-- BEGIN TEXT PROVIDED --

Thursday 9 November 2023

A Sharp Engagement at Apoderada

Another run out with Soldiers of Napoleon was on the cards for this week's game between Phil and me here in GHQ. Rather than rerun a Wars of the French Revolution game I opted to see if I could proxy a British army for the 'Peninsular War'. The French of course would have to be from my Wars of the French Revolution collection, but the British I assembled from the Pendawar, War of 1812-15, and Wars of the French Revolution collections. The French mustered four brigades: two of infantry with accompanying 12lb and 8lb gun batteries; a Light Cavalry brigade of Chasseurs and Hussards; a Heavy Cavalry brigade of Dragoons. The British mustered four full strength Brigades and one half strength: three of infantry, two accompanied by 9lb Foot Artillery batteries; a Light Cavalry brigade of Light Dragoons; a Heavy Cavalry brigade of three regiments. As we are still at the learning stage - well we are both the wrong side of 21 - we are more interested in the mechanics and card nuances than a result but I can reveal that we actually did play this through to a proper conclusion in the time we had to play, a first after four games! As is usual now, an annotated photomontage to hopefully give the loyal readers a sense of how the battle unfolded ~

The French left hand infantry brigade advanced screened by Light Infantry and accompanied by  battery of 8lb guns - ignore the howitzer model and imagine the flags please!
The French right hand infantry brigade advanced more slowly, as its fellow screened by Light Infantry and accompanied by a battery of 12lb guns. The Dragoons are held at the rear for now at least.
The French HQ is a hive of activity!
The British have concentrated all their cavalry on their right flank, the Light Dragoons in advance of the Heavy Cavalry. The centre and left are held by the regular sized infantry brigades, with the half strength brigade held in reserve for now.

-- END TEXT PROVIDED --
-- BEGIN PROVIDED DATA --

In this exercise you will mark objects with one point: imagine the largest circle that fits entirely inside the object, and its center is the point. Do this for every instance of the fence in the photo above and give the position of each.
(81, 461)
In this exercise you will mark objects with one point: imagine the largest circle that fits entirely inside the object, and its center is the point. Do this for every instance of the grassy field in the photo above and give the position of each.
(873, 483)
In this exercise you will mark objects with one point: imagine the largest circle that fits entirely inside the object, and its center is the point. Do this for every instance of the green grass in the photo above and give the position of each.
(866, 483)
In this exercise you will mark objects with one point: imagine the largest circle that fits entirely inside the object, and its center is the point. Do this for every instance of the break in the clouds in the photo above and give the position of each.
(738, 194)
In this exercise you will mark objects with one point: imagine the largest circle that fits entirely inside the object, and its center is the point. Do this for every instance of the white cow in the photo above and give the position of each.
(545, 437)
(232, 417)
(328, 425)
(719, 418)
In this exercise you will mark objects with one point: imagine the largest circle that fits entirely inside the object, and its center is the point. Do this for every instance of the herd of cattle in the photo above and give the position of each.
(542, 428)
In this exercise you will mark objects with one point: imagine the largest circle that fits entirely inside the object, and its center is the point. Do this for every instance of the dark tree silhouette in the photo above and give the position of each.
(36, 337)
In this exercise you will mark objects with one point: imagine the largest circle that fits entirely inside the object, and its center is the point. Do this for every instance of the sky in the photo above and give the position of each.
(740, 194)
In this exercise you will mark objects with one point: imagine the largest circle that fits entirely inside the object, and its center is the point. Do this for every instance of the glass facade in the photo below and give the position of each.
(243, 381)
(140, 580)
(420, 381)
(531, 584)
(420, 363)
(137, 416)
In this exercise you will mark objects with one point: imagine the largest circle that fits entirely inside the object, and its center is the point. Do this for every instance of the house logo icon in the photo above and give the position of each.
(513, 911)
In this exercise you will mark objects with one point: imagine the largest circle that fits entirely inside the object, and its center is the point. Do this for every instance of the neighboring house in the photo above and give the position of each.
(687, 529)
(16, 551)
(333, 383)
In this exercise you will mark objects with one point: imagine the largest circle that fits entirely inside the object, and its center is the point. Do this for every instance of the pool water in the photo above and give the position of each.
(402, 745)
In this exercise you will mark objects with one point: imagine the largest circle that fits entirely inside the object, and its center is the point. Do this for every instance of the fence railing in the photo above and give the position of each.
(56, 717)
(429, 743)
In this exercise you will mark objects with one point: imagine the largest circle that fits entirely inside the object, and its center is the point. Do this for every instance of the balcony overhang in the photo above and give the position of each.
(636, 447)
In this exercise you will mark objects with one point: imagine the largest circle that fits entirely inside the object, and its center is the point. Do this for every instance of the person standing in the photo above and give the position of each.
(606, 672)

-- END PROVIDED DATA --

_TASK LIST_.
1: In the Apoderada battle report, which two types of cavalry made up the French Light Cavalry brigade?
2: Extend the Apoderada battle report past its final sentence, carrying on the account of how the engagement unfolded.

_ANSWERS PROVIDED_.
1: Chasseurs and Hussards.

2:
The British advance their centre throwing out a skirmish screen from the Light Companies. On the left the 95th advance in Extended Line while the rest of the brigade holds its position.
The Light cavalry clash to open the action. Both Light Dragoons and Chasseurs are Disordered by the combat but the French are thrown back.
Despite Disorder the Light Dragoons renew the charge against the Chasseurs...
...who are destroyed! First Victory Points to the British! Hurrah etc!!!
The 2nd Hussards renew the fight for the French, charging the Disordered Light Dragoons. Despite the Disorder the Hussards are thrown back too. Perhaps the Heavies will not be needed on this flank?
Ominously though the French infantry begin to fire, inflicting Disruption on the Light Dragoons and the infantry. In response the leading British regiment is looking for a barn door it might hit!
Losses causing Disruption seem to have broken the nerve of the British commander in the centre as his advance halts.
Meanwhile on the right the gallant Light Dragoons are Broken, their 13 points of Disruption defying any point in Rallying. British losses are beginning to tell and Victory Points building for the French.
French musketry and artillery fire are proving decisive in swinging the outcome their way.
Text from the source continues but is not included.